[INSTRUCTION 1] According to the text about aspiring board members, where was this post originally published?
[INSTRUCTION 2] Rewrite the part of the text about aspiring board members that opens with the words containing "Boards have done" and closes with "these organisations serve.", swapping "secret clubs" for "private societies".

Originally published on Get on Board Australia.
This post has been on my mind for some time now as I feel it addresses an important need for aspiring board members.
I have heard so often lately that many bright, capable, high-performing people feel that they have nothing to offer a board.
I agree, that it’s hard to know what value you can bring to a board when you have never been on a board before and you don’t know what they’re looking for. It’s also super awkward to talk so favourably about ourselves.
However, the boardroom is not that mysterious (spoiler alert!) and being a high-functioning, well-contributing director is within many people’s potential.
Boards have done a good job at making themselves appear as though they are secret clubs reserved only for people with certain special skills and abilities. This serves only to keep specific people in power positions and keep high-potential candidates discouraged and afraid to put themselves forward for a board opportunity.
This disappoints me because the people who are disadvantaged at the end of the day are us – the communities in which these organisations serve.
Nonetheless, it’s time to break out of this negative thinking and break into the boardroom.
Let’s start by looking at discovering your key strengths and attributes and defining exactly what you have to offer a board.
A note before we start; consider what you have to offer as not just being about your raw skills and talents, but also in key relationships and/or networks that you have.
Additionally, consider your skills and attributes within the context of how they contribute to the strategic, business, and financial outcomes of a business. This is what most boards look for from candidates.
It’s likely that what you’re doing at work is contributing to these outcomes, but you don’t quite understand or know how to articulate them. I suggest watching this TED talk to better understand this concept.
Are you interested in learning more?

[DATA SECTION]

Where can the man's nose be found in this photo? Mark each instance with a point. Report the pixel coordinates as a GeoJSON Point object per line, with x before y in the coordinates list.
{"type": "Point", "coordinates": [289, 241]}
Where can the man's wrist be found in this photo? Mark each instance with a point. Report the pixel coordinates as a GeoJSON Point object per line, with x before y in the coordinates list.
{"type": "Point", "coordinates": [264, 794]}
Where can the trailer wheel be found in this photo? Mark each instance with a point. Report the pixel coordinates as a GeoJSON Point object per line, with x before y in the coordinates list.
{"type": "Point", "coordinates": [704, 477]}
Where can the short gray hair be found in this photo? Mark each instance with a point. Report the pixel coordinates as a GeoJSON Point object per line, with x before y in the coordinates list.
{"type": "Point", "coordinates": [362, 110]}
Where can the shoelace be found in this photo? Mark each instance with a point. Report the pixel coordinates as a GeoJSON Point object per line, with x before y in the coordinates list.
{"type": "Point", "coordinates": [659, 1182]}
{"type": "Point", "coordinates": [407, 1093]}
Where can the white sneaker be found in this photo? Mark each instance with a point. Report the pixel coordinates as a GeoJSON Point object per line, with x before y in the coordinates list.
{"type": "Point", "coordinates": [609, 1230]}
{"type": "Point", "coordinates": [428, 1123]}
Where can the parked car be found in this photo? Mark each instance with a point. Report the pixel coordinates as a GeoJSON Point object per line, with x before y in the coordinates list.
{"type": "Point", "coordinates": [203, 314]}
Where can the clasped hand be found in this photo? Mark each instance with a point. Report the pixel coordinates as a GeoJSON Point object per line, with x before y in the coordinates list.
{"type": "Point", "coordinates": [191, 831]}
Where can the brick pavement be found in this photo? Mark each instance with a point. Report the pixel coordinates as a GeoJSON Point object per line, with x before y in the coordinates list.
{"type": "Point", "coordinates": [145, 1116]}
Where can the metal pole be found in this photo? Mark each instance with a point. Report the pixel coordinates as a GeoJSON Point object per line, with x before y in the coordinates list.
...
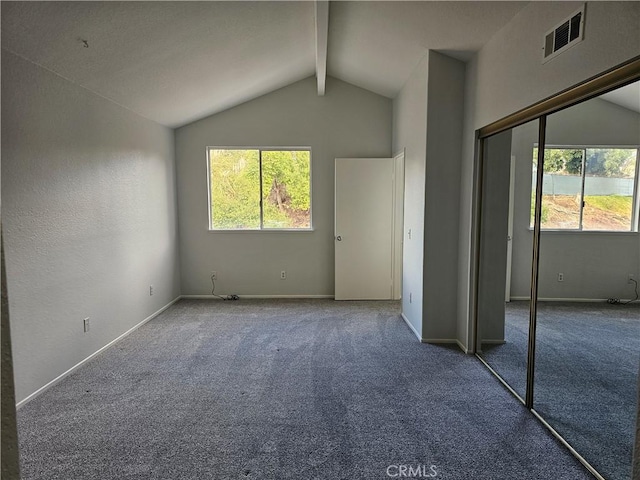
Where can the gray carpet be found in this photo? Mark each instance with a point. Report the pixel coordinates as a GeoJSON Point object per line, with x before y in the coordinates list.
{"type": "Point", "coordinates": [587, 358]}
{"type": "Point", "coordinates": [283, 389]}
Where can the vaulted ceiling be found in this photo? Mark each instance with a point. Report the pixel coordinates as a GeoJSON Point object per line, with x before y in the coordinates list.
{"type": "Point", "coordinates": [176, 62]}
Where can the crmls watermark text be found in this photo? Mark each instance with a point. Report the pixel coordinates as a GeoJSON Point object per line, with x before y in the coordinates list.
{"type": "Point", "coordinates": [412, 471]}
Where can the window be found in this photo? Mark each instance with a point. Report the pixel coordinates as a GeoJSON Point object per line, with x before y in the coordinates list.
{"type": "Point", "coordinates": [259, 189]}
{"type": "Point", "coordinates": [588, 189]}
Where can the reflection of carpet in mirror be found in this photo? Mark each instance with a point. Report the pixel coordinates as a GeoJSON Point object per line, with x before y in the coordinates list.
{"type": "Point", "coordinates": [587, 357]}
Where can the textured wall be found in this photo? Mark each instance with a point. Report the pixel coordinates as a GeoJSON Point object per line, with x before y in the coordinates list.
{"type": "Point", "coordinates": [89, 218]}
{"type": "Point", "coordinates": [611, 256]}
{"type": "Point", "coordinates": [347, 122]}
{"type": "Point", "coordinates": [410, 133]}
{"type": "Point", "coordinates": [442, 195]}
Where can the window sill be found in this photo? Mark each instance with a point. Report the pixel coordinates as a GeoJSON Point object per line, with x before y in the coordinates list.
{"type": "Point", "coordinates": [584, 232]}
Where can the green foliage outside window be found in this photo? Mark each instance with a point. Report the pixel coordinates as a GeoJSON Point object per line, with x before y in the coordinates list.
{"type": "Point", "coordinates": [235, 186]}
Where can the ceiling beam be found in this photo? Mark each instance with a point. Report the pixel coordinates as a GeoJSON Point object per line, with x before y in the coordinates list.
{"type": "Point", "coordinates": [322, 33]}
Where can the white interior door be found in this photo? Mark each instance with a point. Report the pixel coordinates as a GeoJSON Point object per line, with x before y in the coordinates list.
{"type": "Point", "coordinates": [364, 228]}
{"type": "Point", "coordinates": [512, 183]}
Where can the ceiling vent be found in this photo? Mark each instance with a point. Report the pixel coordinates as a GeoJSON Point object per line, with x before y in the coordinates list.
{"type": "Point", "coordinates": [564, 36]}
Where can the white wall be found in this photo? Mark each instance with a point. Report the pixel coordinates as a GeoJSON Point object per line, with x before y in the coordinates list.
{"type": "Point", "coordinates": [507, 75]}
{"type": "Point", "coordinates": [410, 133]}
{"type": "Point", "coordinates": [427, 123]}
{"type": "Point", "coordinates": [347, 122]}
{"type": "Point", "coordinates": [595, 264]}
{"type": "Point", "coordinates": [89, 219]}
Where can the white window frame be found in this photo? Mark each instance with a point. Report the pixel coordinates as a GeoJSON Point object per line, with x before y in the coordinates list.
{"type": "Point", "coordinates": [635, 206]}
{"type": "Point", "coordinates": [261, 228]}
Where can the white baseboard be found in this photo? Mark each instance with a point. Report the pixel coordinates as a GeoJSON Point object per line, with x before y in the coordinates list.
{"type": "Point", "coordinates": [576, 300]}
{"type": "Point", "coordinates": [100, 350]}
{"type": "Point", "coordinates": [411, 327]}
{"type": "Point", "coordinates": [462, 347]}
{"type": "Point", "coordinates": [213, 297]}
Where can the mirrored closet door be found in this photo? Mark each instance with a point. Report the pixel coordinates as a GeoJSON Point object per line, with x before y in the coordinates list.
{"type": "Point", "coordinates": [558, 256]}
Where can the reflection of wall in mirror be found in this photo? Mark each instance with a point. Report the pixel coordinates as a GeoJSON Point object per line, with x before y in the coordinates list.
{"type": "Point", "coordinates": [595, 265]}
==
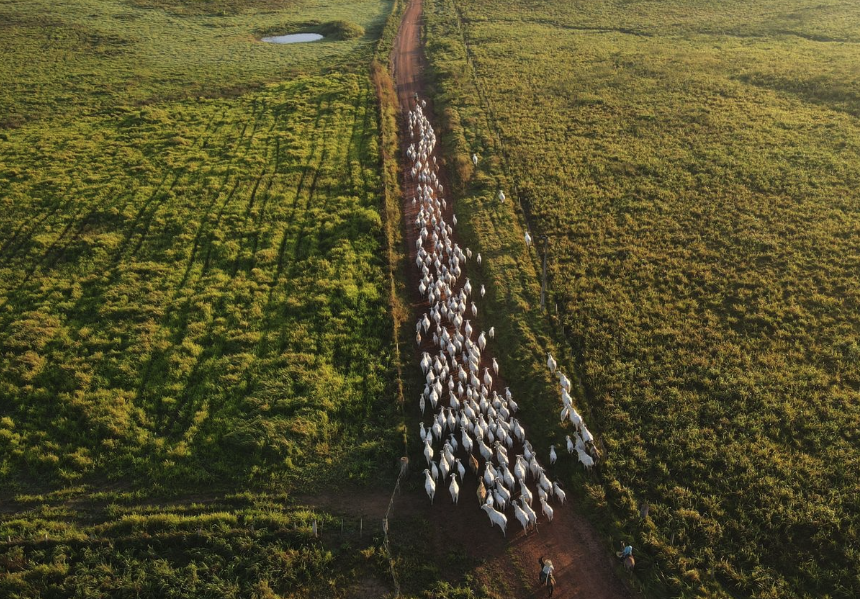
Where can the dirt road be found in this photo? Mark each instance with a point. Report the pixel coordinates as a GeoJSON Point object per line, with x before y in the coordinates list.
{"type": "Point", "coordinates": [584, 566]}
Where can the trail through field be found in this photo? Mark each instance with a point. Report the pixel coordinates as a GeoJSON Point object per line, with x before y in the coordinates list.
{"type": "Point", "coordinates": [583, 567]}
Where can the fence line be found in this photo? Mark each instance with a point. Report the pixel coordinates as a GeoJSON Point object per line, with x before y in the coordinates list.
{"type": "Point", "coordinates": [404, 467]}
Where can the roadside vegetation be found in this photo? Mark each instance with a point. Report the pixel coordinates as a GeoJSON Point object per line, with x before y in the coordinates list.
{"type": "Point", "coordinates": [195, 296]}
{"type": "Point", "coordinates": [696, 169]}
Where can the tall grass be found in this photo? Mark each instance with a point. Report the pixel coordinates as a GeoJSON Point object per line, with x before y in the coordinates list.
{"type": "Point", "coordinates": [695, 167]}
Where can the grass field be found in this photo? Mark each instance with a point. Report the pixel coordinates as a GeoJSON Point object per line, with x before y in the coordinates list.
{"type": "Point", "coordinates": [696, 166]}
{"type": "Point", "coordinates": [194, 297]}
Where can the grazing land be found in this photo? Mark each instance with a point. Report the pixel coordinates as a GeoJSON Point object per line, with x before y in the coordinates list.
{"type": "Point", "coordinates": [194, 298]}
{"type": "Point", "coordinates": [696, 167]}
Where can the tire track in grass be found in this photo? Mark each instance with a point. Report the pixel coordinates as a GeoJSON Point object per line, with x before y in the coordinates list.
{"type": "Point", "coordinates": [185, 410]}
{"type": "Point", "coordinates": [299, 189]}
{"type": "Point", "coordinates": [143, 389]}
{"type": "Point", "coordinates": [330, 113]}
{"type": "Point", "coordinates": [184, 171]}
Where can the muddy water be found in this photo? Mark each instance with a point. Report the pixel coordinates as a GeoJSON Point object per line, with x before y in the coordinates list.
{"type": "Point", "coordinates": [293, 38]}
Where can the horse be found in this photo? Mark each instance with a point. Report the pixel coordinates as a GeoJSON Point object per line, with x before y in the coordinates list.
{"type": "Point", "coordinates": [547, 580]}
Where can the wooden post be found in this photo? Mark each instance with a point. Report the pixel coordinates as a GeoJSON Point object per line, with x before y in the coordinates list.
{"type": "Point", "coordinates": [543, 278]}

[EXERCISE OUTPUT 1] It was originally published on Get on Board Australia.

[EXERCISE OUTPUT 2]
Boards have done a good job at making themselves appear as though they are private societies reserved only for people with certain special skills and abilities. This serves only to keep specific people in power positions and keep high-potential candidates discouraged and afraid to put themselves forward for a board opportunity.
This disappoints me because the people who are disadvantaged at the end of the day are us – the communities in which these organisations serve.